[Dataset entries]
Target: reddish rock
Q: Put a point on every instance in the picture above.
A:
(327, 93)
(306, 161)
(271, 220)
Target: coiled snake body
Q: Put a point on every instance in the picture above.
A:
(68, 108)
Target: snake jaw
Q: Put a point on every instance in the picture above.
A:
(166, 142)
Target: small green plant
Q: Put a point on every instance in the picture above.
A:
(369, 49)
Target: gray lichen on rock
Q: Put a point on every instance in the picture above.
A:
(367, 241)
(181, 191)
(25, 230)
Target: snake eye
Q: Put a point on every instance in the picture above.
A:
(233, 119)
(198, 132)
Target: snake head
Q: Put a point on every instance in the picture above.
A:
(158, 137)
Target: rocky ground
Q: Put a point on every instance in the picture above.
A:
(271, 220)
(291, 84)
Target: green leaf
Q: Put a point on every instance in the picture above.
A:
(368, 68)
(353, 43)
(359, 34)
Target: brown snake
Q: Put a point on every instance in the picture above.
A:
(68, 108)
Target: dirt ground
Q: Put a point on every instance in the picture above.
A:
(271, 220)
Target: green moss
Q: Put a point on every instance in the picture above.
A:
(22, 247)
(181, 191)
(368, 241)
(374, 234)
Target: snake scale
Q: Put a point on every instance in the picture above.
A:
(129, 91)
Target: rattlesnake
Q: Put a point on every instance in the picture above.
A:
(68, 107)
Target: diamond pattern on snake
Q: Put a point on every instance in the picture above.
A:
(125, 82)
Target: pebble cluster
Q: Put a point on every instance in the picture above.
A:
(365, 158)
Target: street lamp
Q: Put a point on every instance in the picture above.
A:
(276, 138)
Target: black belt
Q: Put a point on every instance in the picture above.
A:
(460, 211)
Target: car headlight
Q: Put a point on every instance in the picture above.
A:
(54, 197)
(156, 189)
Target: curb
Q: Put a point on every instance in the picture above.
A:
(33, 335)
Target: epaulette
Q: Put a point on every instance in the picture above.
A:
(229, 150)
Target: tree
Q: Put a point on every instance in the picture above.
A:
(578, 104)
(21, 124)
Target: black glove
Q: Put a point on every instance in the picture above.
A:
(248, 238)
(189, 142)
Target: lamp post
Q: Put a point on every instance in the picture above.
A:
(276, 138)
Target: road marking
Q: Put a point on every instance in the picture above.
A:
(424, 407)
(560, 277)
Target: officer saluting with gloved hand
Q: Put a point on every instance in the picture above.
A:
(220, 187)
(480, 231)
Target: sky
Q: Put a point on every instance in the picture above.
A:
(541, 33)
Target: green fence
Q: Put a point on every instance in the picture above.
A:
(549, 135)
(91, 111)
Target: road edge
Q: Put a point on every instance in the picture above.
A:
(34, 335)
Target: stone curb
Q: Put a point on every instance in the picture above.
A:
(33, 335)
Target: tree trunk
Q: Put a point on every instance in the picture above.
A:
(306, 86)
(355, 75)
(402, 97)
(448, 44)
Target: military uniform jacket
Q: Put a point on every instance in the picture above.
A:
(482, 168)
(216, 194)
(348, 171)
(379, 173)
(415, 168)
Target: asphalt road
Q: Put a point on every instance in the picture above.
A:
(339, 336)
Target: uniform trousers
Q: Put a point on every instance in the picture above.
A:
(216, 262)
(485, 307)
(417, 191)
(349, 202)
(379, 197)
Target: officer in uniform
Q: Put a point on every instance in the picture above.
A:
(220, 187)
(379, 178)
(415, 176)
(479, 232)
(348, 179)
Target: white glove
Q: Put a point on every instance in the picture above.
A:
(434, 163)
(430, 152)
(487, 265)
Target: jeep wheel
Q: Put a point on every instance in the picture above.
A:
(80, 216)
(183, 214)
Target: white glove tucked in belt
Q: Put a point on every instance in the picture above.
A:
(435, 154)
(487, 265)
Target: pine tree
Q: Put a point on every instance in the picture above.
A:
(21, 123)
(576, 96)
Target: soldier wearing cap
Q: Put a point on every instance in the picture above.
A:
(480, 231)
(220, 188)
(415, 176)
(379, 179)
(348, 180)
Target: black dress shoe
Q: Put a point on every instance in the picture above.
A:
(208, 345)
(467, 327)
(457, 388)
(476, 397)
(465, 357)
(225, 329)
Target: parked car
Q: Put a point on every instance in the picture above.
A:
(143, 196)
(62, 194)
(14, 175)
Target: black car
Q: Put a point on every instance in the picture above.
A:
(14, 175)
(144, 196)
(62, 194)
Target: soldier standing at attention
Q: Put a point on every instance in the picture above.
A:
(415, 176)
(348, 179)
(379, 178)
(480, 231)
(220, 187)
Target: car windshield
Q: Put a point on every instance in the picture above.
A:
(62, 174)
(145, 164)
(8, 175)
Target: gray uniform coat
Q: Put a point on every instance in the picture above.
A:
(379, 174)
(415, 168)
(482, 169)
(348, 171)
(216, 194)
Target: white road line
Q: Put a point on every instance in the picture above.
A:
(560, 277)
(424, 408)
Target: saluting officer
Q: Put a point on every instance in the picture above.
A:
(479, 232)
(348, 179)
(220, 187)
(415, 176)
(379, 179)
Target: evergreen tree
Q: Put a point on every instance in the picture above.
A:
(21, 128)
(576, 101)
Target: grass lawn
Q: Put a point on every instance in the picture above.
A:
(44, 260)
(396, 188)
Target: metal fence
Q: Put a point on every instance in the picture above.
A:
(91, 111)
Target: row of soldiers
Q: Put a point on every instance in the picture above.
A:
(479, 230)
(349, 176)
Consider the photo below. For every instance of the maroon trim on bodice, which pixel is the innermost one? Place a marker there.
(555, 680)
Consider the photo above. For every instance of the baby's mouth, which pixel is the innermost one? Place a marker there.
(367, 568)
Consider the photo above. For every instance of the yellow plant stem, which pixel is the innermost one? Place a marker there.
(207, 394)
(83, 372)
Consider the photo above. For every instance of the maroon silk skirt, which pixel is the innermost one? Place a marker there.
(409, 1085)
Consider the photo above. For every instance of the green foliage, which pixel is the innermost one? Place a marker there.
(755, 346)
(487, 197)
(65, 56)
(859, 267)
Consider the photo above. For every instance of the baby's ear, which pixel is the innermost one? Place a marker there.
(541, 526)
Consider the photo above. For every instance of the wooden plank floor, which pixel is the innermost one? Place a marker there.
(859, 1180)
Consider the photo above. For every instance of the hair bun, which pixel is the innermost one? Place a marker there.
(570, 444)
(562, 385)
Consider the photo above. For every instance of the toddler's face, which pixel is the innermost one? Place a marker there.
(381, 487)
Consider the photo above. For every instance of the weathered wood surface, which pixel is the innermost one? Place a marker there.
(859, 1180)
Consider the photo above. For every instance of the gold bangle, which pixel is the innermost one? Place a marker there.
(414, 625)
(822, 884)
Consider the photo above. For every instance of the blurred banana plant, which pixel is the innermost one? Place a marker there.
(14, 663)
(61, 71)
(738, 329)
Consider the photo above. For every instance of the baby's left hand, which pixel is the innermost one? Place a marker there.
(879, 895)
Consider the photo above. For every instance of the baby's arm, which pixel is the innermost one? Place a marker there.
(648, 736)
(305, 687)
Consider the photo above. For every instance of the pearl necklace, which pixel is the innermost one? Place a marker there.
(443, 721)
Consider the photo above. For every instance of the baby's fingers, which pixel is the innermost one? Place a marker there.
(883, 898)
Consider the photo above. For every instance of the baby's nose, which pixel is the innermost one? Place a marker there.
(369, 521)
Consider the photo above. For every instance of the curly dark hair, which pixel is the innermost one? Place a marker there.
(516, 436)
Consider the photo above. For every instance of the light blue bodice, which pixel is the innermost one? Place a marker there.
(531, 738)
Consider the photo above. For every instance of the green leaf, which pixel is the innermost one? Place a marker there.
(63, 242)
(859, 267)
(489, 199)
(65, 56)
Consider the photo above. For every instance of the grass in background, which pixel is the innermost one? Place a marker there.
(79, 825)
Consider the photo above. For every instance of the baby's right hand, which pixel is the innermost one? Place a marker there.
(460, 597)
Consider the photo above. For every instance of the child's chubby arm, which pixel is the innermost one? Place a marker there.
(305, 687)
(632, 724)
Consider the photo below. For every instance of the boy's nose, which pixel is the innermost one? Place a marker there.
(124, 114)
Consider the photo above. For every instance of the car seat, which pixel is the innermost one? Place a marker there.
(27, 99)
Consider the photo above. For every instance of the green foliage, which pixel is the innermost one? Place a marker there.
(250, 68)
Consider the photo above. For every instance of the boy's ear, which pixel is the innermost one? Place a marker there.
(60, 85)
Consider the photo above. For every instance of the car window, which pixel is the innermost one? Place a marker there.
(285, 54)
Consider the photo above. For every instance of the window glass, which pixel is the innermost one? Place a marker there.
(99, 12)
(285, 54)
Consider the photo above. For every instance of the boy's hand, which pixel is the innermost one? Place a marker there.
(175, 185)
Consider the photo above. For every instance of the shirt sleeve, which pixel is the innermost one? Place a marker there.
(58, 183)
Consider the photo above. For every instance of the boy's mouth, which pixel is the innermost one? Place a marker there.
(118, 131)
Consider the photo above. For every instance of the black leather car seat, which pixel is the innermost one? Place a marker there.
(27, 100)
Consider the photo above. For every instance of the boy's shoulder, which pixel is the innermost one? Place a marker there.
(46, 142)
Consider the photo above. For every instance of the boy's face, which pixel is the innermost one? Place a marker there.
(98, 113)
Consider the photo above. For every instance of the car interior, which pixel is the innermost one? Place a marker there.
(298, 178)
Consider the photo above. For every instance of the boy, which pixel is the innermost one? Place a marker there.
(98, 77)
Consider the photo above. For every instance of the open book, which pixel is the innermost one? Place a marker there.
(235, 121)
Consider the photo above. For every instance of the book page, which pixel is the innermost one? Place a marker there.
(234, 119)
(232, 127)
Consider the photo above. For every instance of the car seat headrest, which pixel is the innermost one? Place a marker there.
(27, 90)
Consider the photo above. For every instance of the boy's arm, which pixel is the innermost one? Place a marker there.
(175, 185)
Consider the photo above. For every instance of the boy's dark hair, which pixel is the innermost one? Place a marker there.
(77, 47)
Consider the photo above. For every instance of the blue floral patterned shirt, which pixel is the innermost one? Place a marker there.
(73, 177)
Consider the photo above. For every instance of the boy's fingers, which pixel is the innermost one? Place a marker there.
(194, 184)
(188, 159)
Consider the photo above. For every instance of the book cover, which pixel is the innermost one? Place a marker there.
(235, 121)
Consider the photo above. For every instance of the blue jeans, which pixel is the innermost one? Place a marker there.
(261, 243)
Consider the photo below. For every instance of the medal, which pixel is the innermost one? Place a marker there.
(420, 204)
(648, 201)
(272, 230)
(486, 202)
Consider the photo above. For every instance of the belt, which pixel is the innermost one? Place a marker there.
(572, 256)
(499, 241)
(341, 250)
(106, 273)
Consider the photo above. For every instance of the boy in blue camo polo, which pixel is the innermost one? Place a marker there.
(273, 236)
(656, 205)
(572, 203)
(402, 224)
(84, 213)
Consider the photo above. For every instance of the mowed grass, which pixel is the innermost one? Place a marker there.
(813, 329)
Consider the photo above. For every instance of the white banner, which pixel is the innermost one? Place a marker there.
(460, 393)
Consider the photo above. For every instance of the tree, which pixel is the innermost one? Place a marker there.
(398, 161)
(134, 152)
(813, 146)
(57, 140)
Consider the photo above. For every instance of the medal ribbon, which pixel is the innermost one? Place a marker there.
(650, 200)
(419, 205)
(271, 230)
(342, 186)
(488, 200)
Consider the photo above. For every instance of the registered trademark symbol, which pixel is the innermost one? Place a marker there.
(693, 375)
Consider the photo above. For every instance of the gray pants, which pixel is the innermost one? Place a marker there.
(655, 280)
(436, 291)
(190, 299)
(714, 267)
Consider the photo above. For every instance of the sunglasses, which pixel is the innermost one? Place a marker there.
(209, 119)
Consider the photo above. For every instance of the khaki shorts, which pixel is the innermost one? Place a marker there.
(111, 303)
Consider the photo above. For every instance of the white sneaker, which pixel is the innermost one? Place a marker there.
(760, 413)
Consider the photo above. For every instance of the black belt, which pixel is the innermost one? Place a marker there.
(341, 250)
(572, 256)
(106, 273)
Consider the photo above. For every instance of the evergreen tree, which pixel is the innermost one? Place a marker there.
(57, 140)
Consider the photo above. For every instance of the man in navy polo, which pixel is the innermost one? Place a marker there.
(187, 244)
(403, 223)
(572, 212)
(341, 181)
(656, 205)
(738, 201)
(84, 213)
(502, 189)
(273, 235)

Problem statement —
Copy each line above where the string "fence" occurs.

Answer area —
Target: green fence
Target: metal fence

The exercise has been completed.